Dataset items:
- - - - - - -
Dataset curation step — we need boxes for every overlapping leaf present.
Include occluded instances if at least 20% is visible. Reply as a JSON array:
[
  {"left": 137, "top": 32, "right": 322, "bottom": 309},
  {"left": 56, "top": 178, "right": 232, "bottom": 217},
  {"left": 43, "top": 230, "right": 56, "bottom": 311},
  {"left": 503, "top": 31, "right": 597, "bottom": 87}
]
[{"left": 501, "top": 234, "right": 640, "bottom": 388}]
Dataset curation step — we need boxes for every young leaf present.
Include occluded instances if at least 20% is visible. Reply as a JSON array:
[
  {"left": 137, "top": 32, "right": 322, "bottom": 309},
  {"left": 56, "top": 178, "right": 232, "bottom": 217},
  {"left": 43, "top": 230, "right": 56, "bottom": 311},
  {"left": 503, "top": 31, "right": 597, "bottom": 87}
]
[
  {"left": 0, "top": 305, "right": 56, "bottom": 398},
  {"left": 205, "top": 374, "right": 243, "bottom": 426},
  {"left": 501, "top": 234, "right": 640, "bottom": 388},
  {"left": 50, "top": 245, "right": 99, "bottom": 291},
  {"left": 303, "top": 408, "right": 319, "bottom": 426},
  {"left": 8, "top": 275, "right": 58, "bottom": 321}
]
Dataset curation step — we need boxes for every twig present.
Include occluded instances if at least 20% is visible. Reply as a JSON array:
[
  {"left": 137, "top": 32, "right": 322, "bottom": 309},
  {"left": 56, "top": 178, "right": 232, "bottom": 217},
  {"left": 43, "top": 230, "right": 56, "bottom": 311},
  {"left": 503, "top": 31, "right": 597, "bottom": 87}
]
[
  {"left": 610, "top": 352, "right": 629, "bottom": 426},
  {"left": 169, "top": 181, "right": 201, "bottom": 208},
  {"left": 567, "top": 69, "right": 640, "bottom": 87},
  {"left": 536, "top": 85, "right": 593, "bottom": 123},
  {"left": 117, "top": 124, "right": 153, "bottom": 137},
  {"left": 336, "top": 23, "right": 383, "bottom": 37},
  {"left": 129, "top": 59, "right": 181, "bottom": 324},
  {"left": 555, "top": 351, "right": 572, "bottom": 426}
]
- - - - - - -
**EXERCISE DESCRIPTION**:
The task requires an exact transcription of all the data.

**RESULT**:
Dataset curation step — we need boxes for every overlapping leaf present.
Include occluded instances if at least 20% is visible. Reply as a JSON array:
[
  {"left": 137, "top": 32, "right": 322, "bottom": 309},
  {"left": 56, "top": 178, "right": 232, "bottom": 217},
  {"left": 43, "top": 230, "right": 56, "bottom": 311},
  {"left": 503, "top": 31, "right": 597, "bottom": 87}
]
[{"left": 501, "top": 234, "right": 640, "bottom": 388}]
Dataset curation step — we need boxes for every young leaf present.
Include occluded instances if at least 20% is visible. Reply as a JSON array:
[
  {"left": 137, "top": 32, "right": 322, "bottom": 309},
  {"left": 56, "top": 178, "right": 232, "bottom": 217},
  {"left": 43, "top": 230, "right": 56, "bottom": 311},
  {"left": 503, "top": 31, "right": 597, "bottom": 87}
]
[
  {"left": 0, "top": 305, "right": 56, "bottom": 398},
  {"left": 205, "top": 374, "right": 243, "bottom": 426},
  {"left": 501, "top": 234, "right": 640, "bottom": 388},
  {"left": 50, "top": 245, "right": 99, "bottom": 291},
  {"left": 303, "top": 408, "right": 319, "bottom": 426},
  {"left": 8, "top": 275, "right": 58, "bottom": 321}
]
Dataset curation step — we need boxes for every twig present.
Include occluded instances if at least 20% is visible. Reply as a JSON array:
[
  {"left": 137, "top": 32, "right": 322, "bottom": 309},
  {"left": 56, "top": 178, "right": 232, "bottom": 217},
  {"left": 43, "top": 230, "right": 56, "bottom": 311},
  {"left": 503, "top": 31, "right": 597, "bottom": 87}
]
[
  {"left": 610, "top": 352, "right": 629, "bottom": 426},
  {"left": 169, "top": 181, "right": 201, "bottom": 208},
  {"left": 567, "top": 69, "right": 640, "bottom": 87},
  {"left": 536, "top": 85, "right": 593, "bottom": 123},
  {"left": 117, "top": 124, "right": 153, "bottom": 137},
  {"left": 336, "top": 23, "right": 383, "bottom": 37},
  {"left": 129, "top": 59, "right": 181, "bottom": 324},
  {"left": 555, "top": 351, "right": 572, "bottom": 426}
]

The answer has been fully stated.